▶ [TASK DETAILS] Locate the line containing "Q: For every instance of the car", then please write out that line and all the lines below it in the entries exactly.
## begin
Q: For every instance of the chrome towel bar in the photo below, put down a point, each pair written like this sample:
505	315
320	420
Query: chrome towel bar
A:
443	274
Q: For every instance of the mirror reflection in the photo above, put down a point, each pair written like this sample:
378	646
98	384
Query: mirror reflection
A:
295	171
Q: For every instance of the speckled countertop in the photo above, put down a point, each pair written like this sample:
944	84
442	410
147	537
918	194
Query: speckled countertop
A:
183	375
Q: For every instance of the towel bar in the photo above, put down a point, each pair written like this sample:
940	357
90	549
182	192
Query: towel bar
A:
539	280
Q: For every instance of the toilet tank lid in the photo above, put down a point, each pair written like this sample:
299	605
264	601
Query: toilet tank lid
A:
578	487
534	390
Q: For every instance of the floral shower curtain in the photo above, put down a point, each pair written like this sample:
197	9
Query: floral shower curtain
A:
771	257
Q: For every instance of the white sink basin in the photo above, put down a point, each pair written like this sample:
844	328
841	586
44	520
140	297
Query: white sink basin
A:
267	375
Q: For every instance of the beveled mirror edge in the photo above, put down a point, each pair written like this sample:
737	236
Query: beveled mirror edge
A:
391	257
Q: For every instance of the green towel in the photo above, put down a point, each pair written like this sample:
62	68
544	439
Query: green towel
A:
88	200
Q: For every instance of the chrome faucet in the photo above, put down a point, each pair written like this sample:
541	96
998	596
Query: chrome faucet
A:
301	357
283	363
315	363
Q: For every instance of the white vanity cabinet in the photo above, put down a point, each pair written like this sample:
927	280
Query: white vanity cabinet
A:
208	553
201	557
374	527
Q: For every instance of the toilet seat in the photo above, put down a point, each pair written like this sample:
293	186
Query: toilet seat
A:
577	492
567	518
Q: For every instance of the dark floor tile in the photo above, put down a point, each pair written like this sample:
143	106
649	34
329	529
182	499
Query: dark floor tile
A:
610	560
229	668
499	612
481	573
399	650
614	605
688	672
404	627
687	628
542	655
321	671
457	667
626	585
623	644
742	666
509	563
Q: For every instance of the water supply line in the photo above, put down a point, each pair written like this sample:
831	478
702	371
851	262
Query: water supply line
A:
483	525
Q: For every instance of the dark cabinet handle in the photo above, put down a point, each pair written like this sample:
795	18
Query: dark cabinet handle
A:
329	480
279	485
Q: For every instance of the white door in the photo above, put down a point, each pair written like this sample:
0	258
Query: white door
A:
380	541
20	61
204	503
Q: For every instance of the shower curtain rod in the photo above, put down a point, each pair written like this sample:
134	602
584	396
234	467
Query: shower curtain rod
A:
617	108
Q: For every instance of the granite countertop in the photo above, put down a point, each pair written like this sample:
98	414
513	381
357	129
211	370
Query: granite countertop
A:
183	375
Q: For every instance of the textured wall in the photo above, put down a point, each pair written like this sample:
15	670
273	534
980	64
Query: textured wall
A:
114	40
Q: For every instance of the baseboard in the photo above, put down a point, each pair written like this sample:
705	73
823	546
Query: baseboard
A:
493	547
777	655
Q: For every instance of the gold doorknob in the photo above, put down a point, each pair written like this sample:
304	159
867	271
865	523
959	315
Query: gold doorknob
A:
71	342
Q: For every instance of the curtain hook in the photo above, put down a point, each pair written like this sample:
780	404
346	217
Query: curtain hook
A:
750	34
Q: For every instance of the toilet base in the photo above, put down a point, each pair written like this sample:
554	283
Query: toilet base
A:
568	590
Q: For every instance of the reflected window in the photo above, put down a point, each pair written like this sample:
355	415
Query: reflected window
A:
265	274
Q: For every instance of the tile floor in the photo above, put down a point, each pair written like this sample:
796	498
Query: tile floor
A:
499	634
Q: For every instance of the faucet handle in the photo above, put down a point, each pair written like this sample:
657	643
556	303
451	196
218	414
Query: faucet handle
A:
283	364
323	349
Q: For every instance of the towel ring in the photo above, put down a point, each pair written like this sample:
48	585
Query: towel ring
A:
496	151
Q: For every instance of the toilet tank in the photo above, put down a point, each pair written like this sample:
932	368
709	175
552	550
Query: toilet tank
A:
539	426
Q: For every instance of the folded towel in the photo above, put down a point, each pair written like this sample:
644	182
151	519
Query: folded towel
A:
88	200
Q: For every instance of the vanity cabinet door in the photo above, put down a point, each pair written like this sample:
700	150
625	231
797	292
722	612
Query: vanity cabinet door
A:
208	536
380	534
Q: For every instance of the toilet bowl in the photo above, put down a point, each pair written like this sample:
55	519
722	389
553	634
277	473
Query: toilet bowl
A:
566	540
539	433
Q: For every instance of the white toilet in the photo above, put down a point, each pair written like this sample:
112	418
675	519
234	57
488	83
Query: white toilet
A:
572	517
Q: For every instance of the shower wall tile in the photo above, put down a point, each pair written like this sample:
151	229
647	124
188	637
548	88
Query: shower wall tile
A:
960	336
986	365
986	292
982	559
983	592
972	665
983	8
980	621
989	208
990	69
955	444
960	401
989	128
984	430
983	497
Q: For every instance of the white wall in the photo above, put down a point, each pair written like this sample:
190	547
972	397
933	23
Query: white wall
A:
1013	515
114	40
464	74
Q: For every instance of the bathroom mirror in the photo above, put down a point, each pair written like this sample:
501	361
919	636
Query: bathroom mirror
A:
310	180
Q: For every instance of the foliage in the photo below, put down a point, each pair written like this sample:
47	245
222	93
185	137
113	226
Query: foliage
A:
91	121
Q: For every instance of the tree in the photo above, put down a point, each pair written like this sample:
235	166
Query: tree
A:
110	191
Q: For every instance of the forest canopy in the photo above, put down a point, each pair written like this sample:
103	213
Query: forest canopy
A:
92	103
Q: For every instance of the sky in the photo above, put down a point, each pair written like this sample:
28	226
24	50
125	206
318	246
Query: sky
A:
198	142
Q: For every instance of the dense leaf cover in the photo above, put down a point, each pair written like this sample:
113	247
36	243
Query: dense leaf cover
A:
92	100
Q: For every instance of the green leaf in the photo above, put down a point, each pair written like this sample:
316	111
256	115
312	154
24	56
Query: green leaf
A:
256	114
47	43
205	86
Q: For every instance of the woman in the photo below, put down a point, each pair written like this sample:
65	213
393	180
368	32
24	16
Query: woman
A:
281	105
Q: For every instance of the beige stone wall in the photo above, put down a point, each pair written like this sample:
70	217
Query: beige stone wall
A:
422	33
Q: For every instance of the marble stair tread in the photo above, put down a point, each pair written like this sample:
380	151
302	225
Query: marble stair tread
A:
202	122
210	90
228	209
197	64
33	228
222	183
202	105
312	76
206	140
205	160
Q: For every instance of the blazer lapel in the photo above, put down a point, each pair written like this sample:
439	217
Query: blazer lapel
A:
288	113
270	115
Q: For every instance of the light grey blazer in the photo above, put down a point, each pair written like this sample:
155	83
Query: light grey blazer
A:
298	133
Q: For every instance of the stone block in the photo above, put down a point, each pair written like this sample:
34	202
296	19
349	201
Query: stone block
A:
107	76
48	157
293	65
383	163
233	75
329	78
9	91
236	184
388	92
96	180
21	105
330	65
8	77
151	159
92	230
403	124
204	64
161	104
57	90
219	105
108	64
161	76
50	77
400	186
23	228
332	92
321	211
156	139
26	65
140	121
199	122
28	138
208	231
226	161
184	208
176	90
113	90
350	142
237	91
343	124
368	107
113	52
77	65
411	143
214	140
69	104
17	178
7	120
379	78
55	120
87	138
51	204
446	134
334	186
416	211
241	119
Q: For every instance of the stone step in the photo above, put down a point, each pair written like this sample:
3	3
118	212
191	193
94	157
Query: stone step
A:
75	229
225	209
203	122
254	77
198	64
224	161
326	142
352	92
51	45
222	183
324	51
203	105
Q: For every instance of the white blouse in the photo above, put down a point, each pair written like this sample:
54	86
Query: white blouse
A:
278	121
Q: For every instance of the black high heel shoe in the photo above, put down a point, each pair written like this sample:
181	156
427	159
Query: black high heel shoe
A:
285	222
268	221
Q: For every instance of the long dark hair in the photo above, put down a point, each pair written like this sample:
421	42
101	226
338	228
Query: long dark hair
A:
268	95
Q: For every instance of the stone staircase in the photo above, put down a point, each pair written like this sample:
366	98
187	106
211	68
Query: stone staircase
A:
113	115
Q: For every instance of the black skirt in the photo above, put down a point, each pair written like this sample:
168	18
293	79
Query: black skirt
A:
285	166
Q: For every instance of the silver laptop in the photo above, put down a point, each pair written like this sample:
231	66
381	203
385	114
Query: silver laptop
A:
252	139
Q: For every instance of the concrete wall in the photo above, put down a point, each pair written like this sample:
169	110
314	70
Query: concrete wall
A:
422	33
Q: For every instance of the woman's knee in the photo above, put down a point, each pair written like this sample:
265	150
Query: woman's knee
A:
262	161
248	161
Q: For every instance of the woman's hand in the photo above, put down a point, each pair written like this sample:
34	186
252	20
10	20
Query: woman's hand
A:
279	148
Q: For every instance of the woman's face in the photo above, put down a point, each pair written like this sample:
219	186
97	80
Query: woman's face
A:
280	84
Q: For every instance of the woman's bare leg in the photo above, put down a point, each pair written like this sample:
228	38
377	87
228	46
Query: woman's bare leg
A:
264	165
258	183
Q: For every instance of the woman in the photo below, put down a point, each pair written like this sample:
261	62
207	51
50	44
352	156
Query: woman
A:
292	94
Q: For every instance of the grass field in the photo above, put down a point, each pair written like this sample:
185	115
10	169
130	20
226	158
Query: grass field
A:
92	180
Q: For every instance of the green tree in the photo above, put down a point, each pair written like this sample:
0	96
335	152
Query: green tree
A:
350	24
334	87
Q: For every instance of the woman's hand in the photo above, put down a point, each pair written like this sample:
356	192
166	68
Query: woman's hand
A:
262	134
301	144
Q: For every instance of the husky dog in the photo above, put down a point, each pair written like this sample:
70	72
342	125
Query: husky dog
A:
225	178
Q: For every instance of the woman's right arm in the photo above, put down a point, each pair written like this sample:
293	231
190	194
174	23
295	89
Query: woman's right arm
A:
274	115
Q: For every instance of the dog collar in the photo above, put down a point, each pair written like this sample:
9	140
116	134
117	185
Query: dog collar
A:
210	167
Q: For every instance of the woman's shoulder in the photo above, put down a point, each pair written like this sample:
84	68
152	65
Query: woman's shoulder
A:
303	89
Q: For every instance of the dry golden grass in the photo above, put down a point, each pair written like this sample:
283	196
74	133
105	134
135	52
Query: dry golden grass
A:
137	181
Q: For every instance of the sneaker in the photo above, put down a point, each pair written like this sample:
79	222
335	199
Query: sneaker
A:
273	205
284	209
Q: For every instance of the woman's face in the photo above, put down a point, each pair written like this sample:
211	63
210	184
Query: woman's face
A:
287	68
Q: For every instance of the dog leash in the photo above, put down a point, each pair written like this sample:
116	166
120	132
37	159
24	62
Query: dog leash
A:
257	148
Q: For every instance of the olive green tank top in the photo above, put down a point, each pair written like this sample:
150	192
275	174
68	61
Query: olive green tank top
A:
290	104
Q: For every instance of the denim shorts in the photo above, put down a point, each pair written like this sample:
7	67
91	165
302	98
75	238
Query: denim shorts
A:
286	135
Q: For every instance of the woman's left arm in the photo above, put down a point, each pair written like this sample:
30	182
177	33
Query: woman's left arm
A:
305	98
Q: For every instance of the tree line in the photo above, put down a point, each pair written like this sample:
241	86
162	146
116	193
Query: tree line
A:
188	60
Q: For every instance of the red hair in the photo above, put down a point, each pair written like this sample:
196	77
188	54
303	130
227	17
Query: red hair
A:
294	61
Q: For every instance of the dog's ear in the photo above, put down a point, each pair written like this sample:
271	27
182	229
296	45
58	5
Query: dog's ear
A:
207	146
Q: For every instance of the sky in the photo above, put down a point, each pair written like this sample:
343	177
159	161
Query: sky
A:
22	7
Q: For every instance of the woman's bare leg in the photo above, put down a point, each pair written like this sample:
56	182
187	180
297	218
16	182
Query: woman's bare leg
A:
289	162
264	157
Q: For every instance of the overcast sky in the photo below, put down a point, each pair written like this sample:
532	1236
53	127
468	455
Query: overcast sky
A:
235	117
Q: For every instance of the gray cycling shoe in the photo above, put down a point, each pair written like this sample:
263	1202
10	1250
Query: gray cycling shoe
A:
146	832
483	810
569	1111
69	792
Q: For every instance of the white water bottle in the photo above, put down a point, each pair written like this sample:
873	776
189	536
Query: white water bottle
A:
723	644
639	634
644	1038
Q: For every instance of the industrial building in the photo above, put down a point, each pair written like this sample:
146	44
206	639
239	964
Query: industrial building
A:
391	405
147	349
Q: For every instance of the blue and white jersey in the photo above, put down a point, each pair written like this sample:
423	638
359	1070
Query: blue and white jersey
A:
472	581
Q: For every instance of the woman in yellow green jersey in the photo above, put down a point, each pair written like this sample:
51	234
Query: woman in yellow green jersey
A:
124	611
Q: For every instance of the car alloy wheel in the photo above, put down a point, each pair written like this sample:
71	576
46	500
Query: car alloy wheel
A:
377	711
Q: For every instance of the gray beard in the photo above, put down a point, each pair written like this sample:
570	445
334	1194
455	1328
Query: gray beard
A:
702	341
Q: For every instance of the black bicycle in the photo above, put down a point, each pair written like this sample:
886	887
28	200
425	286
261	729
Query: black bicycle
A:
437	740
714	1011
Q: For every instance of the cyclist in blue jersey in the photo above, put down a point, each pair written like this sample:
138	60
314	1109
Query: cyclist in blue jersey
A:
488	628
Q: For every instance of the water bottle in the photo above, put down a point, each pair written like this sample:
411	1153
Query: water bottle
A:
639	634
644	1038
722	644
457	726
## end
▶ [TASK SOLUTION]
Q: For every instance of the car alloy wheel in the photo above, put down a point, each pair written like this sample:
71	576
46	500
Query: car alloy wheel
A:
377	711
Q: For every instance of the gray beard in the photo above, put down a point, each pair written like this sample:
570	445
334	1194
455	1328
Query: gray beard
A:
702	341
Q: For every instance of the black bicycle in the photo above, put down a point, each pair written like this sample:
886	887
28	200
425	286
261	729
Query: black bicycle
A:
437	740
714	1011
Q: For every instance of the cyclist in blue jersey in the photo above, put down a point, each pair written like this sample:
138	60
314	1109
Query: cyclist in blue jersey
A:
488	628
Q: For every instance of the water bottle in the photo above, put down a point, each pair written like this sample:
411	1153
Query: water bottle
A:
639	634
644	1038
722	644
457	726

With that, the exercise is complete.